START Data excerpts
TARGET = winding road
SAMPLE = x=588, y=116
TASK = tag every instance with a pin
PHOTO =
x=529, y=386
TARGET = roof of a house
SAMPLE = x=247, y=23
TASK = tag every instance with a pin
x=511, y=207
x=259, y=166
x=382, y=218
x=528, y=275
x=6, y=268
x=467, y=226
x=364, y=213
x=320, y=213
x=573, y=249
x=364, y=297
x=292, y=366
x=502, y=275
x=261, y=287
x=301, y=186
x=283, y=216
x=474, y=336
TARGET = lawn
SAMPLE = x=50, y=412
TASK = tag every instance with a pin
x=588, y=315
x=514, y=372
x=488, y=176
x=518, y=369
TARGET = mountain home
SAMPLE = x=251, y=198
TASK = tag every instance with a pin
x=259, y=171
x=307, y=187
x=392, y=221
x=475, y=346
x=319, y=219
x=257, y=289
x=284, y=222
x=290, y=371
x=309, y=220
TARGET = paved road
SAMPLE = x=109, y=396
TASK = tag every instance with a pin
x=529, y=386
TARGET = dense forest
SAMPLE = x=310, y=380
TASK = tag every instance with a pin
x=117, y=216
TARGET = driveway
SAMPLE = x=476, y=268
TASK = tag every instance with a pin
END Data excerpts
What belongs in the answer is the line with "SAMPLE = x=588, y=116" plus every later line of the listing, copied word for word and nothing besides.

§ **Output for this exercise**:
SAMPLE = x=588, y=116
TASK = tag every instance with a pin
PHOTO =
x=529, y=386
TARGET = roof of a house
SAMPLE = x=247, y=23
TASK = tag every instance with a pin
x=511, y=207
x=259, y=166
x=382, y=218
x=528, y=275
x=6, y=268
x=467, y=226
x=364, y=213
x=320, y=213
x=573, y=249
x=364, y=297
x=292, y=366
x=502, y=275
x=261, y=287
x=301, y=186
x=283, y=216
x=474, y=336
TARGET = lawn
SAMPLE = x=50, y=412
TASK = tag every instance with a pin
x=588, y=315
x=514, y=372
x=488, y=176
x=518, y=369
TARGET = mountain home
SAMPLE = x=251, y=198
TASK = tag every instance with a pin
x=259, y=171
x=307, y=187
x=392, y=221
x=475, y=346
x=319, y=219
x=257, y=289
x=284, y=222
x=290, y=371
x=309, y=220
TARGET = paved road
SAMPLE = x=109, y=396
TASK = tag every instance with a pin
x=529, y=386
TARGET = dense forest
SAMPLE = x=310, y=380
TASK = tag every instance with a pin
x=117, y=216
TARGET = driveway
SAMPLE = x=476, y=268
TASK = tag every instance with a pin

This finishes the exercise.